Reading passage —
================

When I first heard of white and black coffee I thought I knew what was up. Isn’t white coffee just a black coffee with milk in it? Wow, I was a mile off, I had no idea.

As it turns out, the difference between white and black coffee is all down to the roast; white or black refers to the bean. A white coffee bean is roasted at a lower temperature for less time; it tastes sweet and light. A black coffee is roasted at higher temperatures for longer; it tastes darker, and more intense, like charcoal.

Black coffee is probably the bean we are more familiar with. White coffee the unique thing we’re talking about here. It’s certainly growing in popularity though.

Knowing this, I guarantee that if your granny offered you a coffee and asked if you want it black or white, she is asking if you want milk in it or not. We’re talking about a niche coffee fan thing here. You’ve got to gauge your audience.

white coffee beans and black coffee beans

What is The Difference Between White Coffee and Black Coffee?

Roasting Temperatures

As fas as roasting goes a white coffee bean has more just been shown the heat.

Black coffee is what most of us will be more familiar with. It is usually roasted anywhere between 375ºF to 480ºF (190 ºC to 250 ºC).

================

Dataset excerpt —
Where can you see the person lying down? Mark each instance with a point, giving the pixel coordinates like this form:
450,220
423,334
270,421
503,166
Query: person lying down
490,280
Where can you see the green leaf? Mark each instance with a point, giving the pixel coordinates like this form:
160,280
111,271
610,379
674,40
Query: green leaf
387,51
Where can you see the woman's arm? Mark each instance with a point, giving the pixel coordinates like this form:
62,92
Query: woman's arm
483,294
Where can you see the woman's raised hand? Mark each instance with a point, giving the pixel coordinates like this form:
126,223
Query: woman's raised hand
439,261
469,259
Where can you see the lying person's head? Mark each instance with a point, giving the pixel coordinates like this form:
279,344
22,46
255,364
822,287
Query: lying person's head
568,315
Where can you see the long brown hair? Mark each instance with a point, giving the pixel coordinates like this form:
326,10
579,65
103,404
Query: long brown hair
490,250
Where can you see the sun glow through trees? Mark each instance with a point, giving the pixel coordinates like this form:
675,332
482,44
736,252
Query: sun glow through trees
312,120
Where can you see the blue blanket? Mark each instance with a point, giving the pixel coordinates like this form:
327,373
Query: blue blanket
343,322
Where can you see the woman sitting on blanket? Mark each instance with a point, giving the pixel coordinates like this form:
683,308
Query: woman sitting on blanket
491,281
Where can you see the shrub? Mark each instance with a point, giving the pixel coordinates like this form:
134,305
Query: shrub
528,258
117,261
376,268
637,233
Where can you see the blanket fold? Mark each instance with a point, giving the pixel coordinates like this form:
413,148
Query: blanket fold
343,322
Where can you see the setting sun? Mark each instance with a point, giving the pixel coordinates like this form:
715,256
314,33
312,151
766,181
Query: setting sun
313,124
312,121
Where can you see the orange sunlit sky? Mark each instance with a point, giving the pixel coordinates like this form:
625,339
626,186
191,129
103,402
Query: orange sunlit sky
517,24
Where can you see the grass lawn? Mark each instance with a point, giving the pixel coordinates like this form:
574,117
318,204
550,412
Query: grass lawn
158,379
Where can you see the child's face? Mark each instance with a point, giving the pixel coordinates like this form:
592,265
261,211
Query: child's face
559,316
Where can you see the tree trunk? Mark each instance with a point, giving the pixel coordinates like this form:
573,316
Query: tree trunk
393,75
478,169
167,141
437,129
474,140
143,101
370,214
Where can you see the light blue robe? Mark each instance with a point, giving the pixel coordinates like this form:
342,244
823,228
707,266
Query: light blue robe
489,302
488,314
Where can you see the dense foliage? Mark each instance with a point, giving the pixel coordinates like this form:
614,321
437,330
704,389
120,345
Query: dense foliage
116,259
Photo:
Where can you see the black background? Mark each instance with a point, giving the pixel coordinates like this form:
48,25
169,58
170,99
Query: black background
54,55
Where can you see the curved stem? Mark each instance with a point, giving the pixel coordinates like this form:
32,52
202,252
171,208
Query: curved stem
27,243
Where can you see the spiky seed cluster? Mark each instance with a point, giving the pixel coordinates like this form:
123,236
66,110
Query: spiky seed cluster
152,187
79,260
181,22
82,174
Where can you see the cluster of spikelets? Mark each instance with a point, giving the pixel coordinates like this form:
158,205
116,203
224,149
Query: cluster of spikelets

================

Exercises to complete —
1) In the records, starting with the line that contains "Where can you see the grass" and going on through the end of the records, replace "dense foliage" with "thick foliage" and reproduce those lines with nothing else changed.
2) Continue the article about white and black coffee from the point where it stops.
The coffee article and the records have no connection to each other.

Expected responses —
1)
Where can you see the grass lawn? Mark each instance with a point, giving the pixel coordinates like this form:
574,117
318,204
550,412
Query: grass lawn
158,379
Where can you see the child's face? Mark each instance with a point, giving the pixel coordinates like this form:
592,265
261,211
Query: child's face
559,316
Where can you see the tree trunk? Mark each instance with a point, giving the pixel coordinates like this form:
573,316
Query: tree trunk
393,75
478,169
167,141
437,129
474,140
143,101
370,214
Where can you see the light blue robe? Mark each instance with a point, giving the pixel coordinates like this form:
342,244
823,228
707,266
Query: light blue robe
489,302
488,314
Where can you see the thick foliage? Mark each instance with a point, giving the pixel coordinates like this form:
614,321
437,330
704,389
120,345
Query: thick foliage
116,259
Photo:
Where can you see the black background? Mark each instance with a point, giving the pixel coordinates like this form:
48,25
169,58
170,99
Query: black background
54,55
Where can you see the curved stem? Mark each instance with a point, giving the pixel coordinates like this form:
32,52
202,252
171,208
Query: curved stem
27,243
Where can you see the spiky seed cluster? Mark each instance with a point, giving the pixel coordinates like this form:
123,236
66,110
Query: spiky seed cluster
152,187
79,260
181,22
82,174
Where can you see the cluster of spikelets? Mark each instance with a point, giving the pixel coordinates like this form:
158,205
116,203
224,149
Query: cluster of spikelets

2)
White coffee is roasted at around a much cooler 325ºF (160 ºC).

Caffeine Content

The heat of roasting coffee actually breaks down caffeine in the bean. While the more common black coffee will wake you right up, white coffee could give you a caffeine kick right up the ass.

This makes the higher caffeine white beans more appropriate for earlier in the day. A sweet cup of go juice to start your day. Black coffee is probably more suited for the afternoon or onwards to avoid that buzz keeping you up all night!

Some coffee aficionados will say that white coffee can have as much as 50% more caffeine than black coffee beans that number more comes from peoples opinion. When it comes down to it though, it’s really more like a 5% higher caffeine content.


When we talk about acidity in coffee, we are more talking about an aspect of the flavor, rather than its pH. Acidity is a key aspect of all foods nut just coffee. It gives a roundness, a fullness of flavor.

A darker roast will have a lower acidity, and a lighter roast has more acidity. This will contribute toward to sweet fruityness that white coffee is known for.

Taste and Aroma

With a cooler quicker roast, the white bean tastes more like the original unroasted bean itself. It’s light, sweet, fruity and a bit nutty. Whereas the hotter, longer, roast can take the flavor up to the typical dark coffee flavor and beyond toward more burnt charcoal and tobacco flavors.

When it comes down to it, white coffee and black coffee are the extreme ends of the coffee roast spectrum. There is every roast inbetween. Everyone has their favorite. You’ve just got to try them and see which you prefer.

Health Aspects: Calories and Antioxidants

Coffee and health might not be the first combination that comes to everyones mind.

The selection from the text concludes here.